→ PASSAGE SHOWN
Market prices help us coordinate the many diverse types of workers and capital to help us produce what people want. Each price contains information no planner, government official or expert can even fathom.
When we focus on jobs for jobs sake, inefficiency results. John Maynard Keynes once posited that we should pay people to dig holes in the ground and, presumably, pay others to fill them back in because that “creates jobs.”
But nothing of value has been produced. Frederic Bastiat pointed this out in the Parable of the Broken Window. A shopkeeper’s window was broken, and the shopkeeper’s friends told him it was a great thing because of the boost to the economy — a job was created for the glazier to produce the window. But what was unspoken was the unseen — the shopkeeper paid to have the window fixed, but his quality of life was no better than before. He still had one window. What we didn’t see was what he would’ve spent that money on — buying a suit, or a pair of shoes. While the broken window “created” a job for the glazier, it also cost a job for the tailor and the shoemaker, while the original customer is unable to buy those things because he was fixing a broken window.
To take a modern example, let’s propose a passenger train from Greenfield to Rushville and New Castle, with an hourly schedule. Jobs would be created laying the tracks and operating the trains. But there almost assuredly would not be enough demand to make it worthwhile, likely meaning millions of dollars will be spent to “create jobs,” but only provide real value for the scant few people who would have need to take a route and believe the train fare would be more economical to them than driving.
The resources used to build and maintain that line could have been used in more productive ways. While we may see “jobs,” we don’t see the fact that we are now not free to purchase things we want that enhance our lives because we are forking over taxes to pay for a wasteful transportation line, and as a result, jobs are lost in other areas and our lives are no better off.
It’s projects like this that are the centerpiece of the nearly $6 trillion in new spending being proposed by the Biden administration under the titles like “American Jobs Plan” and “infrastructure plans” — and similar proposals by the Trump administration before it. Such proposals insinuate the job of economic policy and government is to create jobs, but such proposals get things backwards, by directing money toward politicians’ pet projects rather than allowing us to spend our hard-earned savings on our own individual priorities.
Adam Smith said “it is not out of the benevolence of the butcher, the brewer and the baker that we get our dinner, but from their own self-interest.” The butcher cuts meat, the brewer makes drinks and the baker makes bread not because they love those things, but because they have skills in producing them and others are willing to pay them to do so. The butcher, brewer and baker benefit with profit — which they can then use to purchase the things they want. The buyers benefit with dinner. Both sides win in the transaction. Three jobs have been created, but those jobs exist because others demand meat, bread and drinks.
Focusing on producing high-quality goods and services means leaving the decision-making to consumers and producers. New jobs result — even as old jobs go away. We don’t need industrial policy, tariffs, infrastructure bills or government spending to “create jobs.” We simply need voluntary exchange with our decisions guided by market prices. That allows consumers and producers to coordinate their actions and enhance their own lives. We do not need to focus on “jobs” for the sake of creating jobs, and no planner or policymaker can have enough knowledge to do so. But with free markets, we have growth, lift people out of poverty and truly “create jobs.”
Andrew Smith is an economics instructor at New Palestine High School and Vincennes University.

→ ASSIGNMENT
Answer from the passage on job creation:
1. In the Parable of the Broken Window, whose job was created by the broken window?
2. The proposed passenger train would run from Greenfield to which two places?
3. Which three tradespeople does the Adam Smith quote name?
Use only the text above to respond.

→ DATA FOR ANALYSIS
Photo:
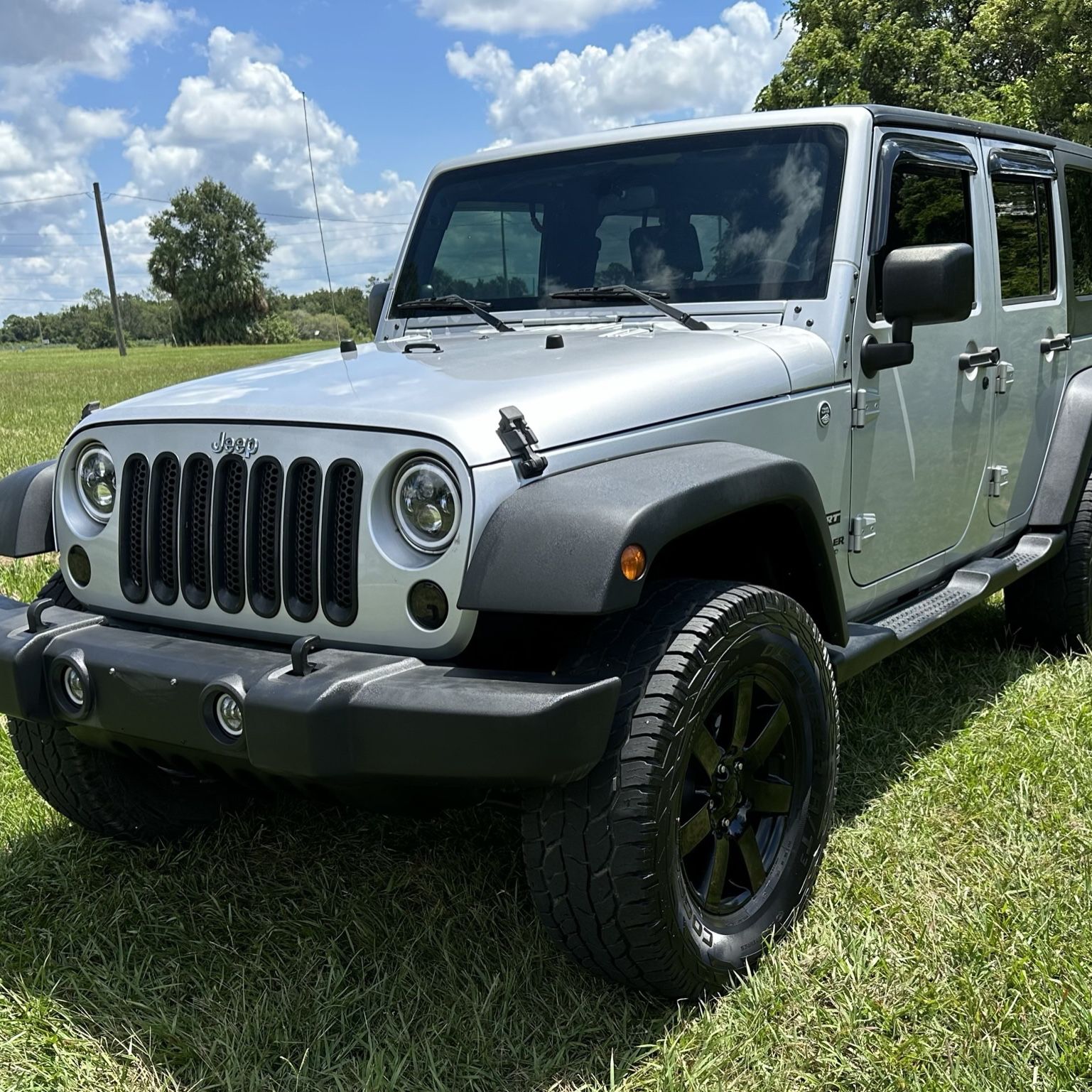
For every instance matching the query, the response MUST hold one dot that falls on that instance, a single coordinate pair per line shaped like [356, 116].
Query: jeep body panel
[553, 546]
[606, 379]
[26, 510]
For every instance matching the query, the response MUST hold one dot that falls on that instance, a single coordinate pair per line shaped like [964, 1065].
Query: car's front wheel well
[768, 545]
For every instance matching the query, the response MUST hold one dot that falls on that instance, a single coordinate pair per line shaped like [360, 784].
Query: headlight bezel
[413, 535]
[99, 516]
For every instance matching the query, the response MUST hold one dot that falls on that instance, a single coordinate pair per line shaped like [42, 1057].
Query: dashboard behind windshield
[742, 215]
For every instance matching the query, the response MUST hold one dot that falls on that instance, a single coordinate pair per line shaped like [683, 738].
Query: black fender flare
[554, 545]
[26, 512]
[1067, 458]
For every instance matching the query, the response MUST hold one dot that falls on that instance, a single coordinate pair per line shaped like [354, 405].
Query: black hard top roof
[948, 122]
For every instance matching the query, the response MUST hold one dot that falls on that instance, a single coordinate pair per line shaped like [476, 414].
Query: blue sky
[148, 97]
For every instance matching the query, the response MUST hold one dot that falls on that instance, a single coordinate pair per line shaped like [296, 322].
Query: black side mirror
[376, 299]
[931, 283]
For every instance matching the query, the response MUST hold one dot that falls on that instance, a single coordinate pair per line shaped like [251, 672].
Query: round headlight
[426, 506]
[97, 482]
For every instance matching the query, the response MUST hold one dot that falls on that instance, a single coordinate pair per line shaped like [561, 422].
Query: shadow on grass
[299, 948]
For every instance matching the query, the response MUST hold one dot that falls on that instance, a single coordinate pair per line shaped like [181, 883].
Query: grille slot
[163, 526]
[229, 558]
[132, 571]
[195, 512]
[341, 522]
[264, 537]
[303, 499]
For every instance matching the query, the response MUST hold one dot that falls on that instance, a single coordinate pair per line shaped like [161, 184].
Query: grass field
[948, 945]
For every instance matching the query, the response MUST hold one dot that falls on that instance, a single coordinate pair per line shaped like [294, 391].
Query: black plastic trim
[1068, 457]
[132, 517]
[553, 546]
[195, 524]
[26, 512]
[357, 718]
[222, 556]
[337, 613]
[264, 606]
[296, 522]
[1021, 163]
[162, 530]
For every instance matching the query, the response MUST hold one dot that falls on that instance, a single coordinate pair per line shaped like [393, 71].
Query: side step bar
[870, 642]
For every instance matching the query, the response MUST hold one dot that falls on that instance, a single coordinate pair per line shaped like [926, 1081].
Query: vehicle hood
[605, 379]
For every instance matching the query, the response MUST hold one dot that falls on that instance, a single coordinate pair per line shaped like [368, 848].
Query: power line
[280, 215]
[52, 197]
[38, 299]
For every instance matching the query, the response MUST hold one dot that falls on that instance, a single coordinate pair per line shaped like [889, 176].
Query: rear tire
[699, 835]
[106, 793]
[1052, 606]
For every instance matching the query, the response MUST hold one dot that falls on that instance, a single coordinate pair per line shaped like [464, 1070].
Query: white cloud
[242, 122]
[44, 42]
[712, 70]
[529, 18]
[49, 248]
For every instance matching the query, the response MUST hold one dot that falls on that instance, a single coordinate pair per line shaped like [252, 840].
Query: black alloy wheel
[737, 793]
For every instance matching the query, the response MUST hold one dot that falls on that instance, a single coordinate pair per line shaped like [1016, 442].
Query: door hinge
[518, 437]
[862, 528]
[998, 478]
[866, 406]
[1004, 379]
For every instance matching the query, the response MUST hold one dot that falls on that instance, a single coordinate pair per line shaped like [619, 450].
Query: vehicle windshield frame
[451, 187]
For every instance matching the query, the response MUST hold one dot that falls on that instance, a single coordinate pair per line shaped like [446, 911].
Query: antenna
[347, 346]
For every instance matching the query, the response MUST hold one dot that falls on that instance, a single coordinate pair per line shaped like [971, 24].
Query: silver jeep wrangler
[663, 433]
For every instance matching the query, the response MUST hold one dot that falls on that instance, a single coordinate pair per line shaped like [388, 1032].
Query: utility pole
[109, 271]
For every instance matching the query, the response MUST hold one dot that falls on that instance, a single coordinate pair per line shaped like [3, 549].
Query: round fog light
[428, 605]
[73, 687]
[80, 566]
[229, 715]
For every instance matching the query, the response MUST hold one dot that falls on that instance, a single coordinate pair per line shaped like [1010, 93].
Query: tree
[995, 60]
[210, 252]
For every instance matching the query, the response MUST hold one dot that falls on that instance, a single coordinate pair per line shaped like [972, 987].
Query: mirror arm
[876, 356]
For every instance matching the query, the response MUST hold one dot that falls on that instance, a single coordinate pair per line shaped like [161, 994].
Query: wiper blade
[445, 303]
[652, 298]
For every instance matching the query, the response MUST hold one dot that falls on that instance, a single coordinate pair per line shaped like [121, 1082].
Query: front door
[1031, 323]
[919, 449]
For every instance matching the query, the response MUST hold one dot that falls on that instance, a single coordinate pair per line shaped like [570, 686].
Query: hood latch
[518, 437]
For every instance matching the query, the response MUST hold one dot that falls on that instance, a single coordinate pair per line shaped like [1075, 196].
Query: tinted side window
[1079, 201]
[929, 205]
[1025, 238]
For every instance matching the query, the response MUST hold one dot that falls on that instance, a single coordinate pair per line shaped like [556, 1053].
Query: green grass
[947, 947]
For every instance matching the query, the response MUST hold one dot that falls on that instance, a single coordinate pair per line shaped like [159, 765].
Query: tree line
[207, 286]
[993, 60]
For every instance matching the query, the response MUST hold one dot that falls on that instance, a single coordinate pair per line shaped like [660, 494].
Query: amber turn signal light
[632, 561]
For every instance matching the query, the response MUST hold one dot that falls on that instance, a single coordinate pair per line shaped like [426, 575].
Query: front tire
[109, 794]
[699, 835]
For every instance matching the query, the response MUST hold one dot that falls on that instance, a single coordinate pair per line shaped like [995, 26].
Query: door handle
[984, 356]
[1059, 344]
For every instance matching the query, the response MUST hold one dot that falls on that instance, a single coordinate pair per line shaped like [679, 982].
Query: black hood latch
[518, 437]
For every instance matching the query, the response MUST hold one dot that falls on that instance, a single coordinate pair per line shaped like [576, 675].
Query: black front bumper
[357, 718]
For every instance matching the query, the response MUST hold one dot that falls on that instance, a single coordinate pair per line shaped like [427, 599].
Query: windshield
[742, 215]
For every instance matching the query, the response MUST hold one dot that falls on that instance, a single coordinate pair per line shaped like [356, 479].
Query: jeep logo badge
[245, 445]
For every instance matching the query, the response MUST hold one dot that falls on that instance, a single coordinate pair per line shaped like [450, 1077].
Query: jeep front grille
[242, 533]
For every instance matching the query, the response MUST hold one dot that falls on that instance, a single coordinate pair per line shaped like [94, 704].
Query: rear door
[1031, 323]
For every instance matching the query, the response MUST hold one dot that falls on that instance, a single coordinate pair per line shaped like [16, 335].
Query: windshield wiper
[445, 303]
[652, 298]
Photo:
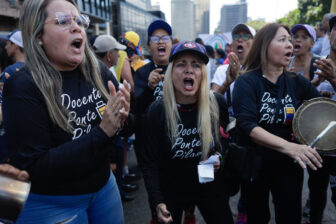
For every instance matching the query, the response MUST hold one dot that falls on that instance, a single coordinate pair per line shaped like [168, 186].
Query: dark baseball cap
[309, 29]
[332, 22]
[190, 47]
[159, 24]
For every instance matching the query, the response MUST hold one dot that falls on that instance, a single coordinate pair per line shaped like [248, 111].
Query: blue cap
[309, 29]
[159, 24]
[190, 47]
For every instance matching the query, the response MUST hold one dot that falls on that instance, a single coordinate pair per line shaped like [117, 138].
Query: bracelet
[219, 156]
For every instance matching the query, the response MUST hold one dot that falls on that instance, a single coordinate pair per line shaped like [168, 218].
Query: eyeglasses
[156, 39]
[65, 20]
[244, 36]
[303, 37]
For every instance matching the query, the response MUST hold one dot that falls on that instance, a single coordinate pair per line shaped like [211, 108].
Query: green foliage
[257, 24]
[292, 18]
[308, 11]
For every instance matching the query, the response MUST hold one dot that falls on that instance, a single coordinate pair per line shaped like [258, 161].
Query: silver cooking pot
[13, 195]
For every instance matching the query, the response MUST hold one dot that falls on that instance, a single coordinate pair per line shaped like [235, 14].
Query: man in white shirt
[223, 81]
[319, 179]
[326, 43]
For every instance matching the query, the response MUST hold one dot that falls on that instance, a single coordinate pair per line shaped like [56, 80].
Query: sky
[270, 10]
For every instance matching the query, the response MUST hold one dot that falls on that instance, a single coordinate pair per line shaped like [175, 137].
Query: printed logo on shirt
[158, 90]
[101, 106]
[268, 109]
[187, 144]
[82, 123]
[288, 114]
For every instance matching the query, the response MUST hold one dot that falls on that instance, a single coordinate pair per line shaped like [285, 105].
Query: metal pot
[13, 195]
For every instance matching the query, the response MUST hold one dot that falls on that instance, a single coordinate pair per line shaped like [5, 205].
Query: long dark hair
[4, 59]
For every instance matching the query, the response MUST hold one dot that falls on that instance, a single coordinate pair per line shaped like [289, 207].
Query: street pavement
[137, 211]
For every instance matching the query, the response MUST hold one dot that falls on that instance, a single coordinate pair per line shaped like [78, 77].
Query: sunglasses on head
[156, 39]
[244, 36]
[66, 20]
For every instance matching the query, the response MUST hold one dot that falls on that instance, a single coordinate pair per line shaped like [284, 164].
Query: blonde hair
[208, 111]
[46, 77]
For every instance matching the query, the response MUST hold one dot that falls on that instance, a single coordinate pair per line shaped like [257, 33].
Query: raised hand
[117, 109]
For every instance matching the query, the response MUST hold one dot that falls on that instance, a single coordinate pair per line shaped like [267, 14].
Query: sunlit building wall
[183, 19]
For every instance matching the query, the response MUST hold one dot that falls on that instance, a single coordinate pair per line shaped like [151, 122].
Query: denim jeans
[100, 207]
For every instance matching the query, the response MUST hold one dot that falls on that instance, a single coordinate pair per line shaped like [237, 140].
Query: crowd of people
[71, 106]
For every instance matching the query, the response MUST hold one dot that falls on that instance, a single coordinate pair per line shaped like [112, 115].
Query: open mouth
[240, 48]
[297, 47]
[77, 43]
[162, 50]
[188, 83]
[288, 54]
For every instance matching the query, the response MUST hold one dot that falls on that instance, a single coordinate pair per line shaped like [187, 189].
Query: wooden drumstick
[330, 125]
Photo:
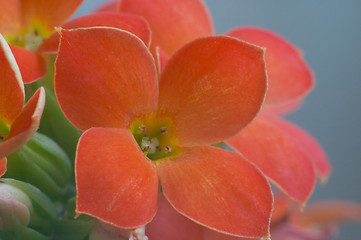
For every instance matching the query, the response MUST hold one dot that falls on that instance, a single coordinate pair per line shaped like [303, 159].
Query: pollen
[155, 138]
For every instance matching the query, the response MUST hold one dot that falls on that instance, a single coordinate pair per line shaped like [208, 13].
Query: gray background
[329, 33]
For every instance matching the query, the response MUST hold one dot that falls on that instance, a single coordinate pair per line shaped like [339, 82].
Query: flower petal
[162, 58]
[10, 16]
[25, 125]
[127, 22]
[12, 88]
[212, 88]
[330, 212]
[278, 155]
[218, 189]
[288, 74]
[173, 22]
[115, 182]
[2, 166]
[283, 109]
[110, 6]
[32, 66]
[310, 146]
[169, 224]
[281, 208]
[104, 77]
[49, 13]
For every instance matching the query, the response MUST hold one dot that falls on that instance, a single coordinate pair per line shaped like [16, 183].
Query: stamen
[146, 149]
[168, 149]
[149, 146]
[141, 129]
[163, 130]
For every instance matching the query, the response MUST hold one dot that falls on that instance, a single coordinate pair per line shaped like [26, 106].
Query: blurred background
[329, 34]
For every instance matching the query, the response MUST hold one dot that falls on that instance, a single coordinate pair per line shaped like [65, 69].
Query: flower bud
[53, 122]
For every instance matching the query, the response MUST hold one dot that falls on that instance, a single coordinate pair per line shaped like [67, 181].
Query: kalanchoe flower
[293, 165]
[18, 123]
[102, 231]
[124, 21]
[318, 221]
[289, 156]
[141, 130]
[25, 24]
[173, 23]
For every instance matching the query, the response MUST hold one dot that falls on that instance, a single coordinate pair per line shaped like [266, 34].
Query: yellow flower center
[154, 137]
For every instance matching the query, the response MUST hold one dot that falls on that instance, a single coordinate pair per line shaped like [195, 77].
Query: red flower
[318, 221]
[25, 24]
[141, 130]
[287, 154]
[18, 123]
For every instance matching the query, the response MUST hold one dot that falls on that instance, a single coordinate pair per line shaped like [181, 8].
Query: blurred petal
[127, 22]
[278, 155]
[25, 125]
[12, 87]
[2, 166]
[209, 234]
[32, 66]
[290, 232]
[288, 74]
[115, 182]
[281, 208]
[169, 224]
[218, 189]
[162, 58]
[330, 212]
[50, 13]
[104, 77]
[310, 146]
[173, 22]
[10, 16]
[212, 88]
[110, 6]
[283, 109]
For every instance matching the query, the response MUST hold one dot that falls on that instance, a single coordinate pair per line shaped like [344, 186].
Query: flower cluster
[143, 121]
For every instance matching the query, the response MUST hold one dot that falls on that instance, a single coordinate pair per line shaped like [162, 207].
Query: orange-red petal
[282, 207]
[283, 109]
[25, 125]
[212, 88]
[50, 13]
[218, 189]
[104, 77]
[278, 155]
[115, 182]
[169, 224]
[127, 22]
[2, 166]
[32, 66]
[288, 74]
[173, 22]
[12, 87]
[10, 16]
[330, 212]
[110, 6]
[310, 146]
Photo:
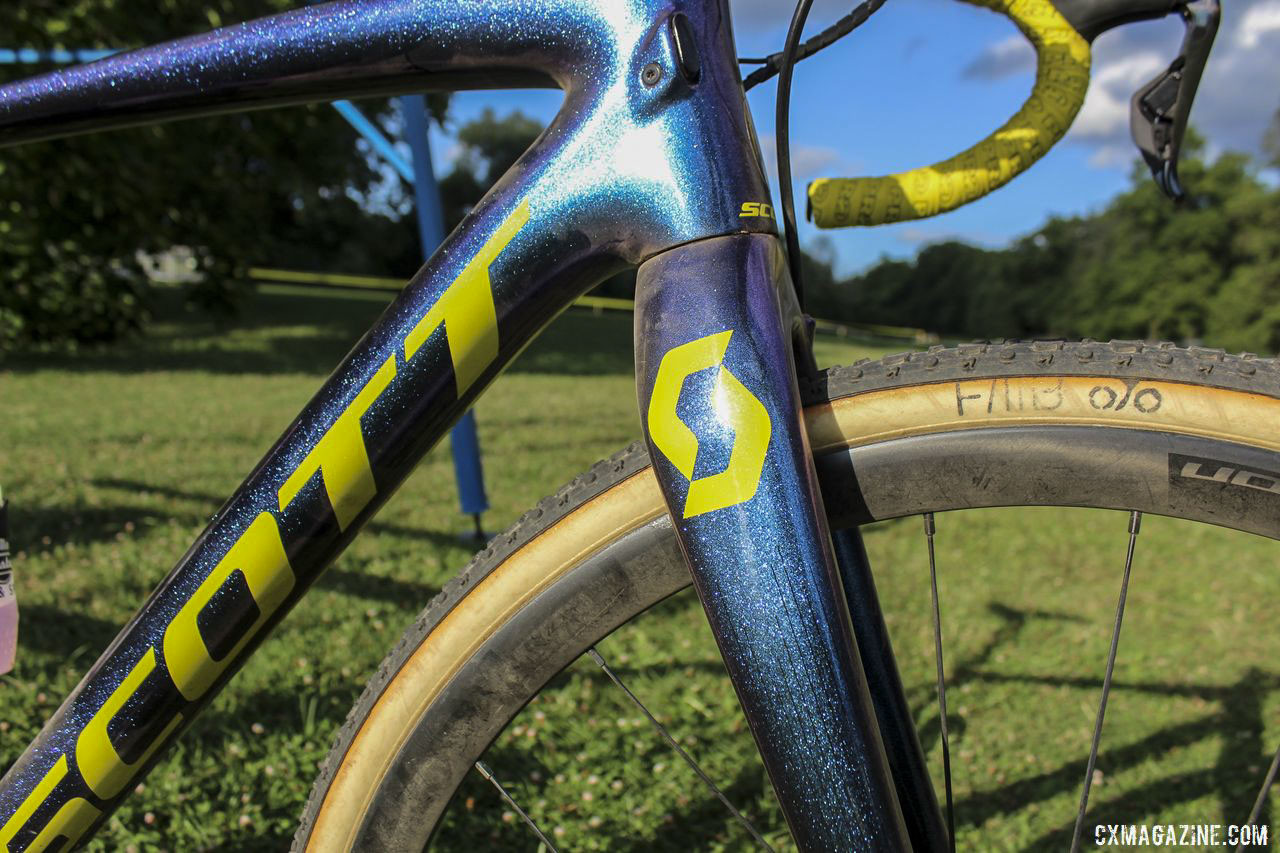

→ RESPONSE AREA
1. The glazier's.
2. Rushville and New Castle.
3. The butcher, the brewer and the baker.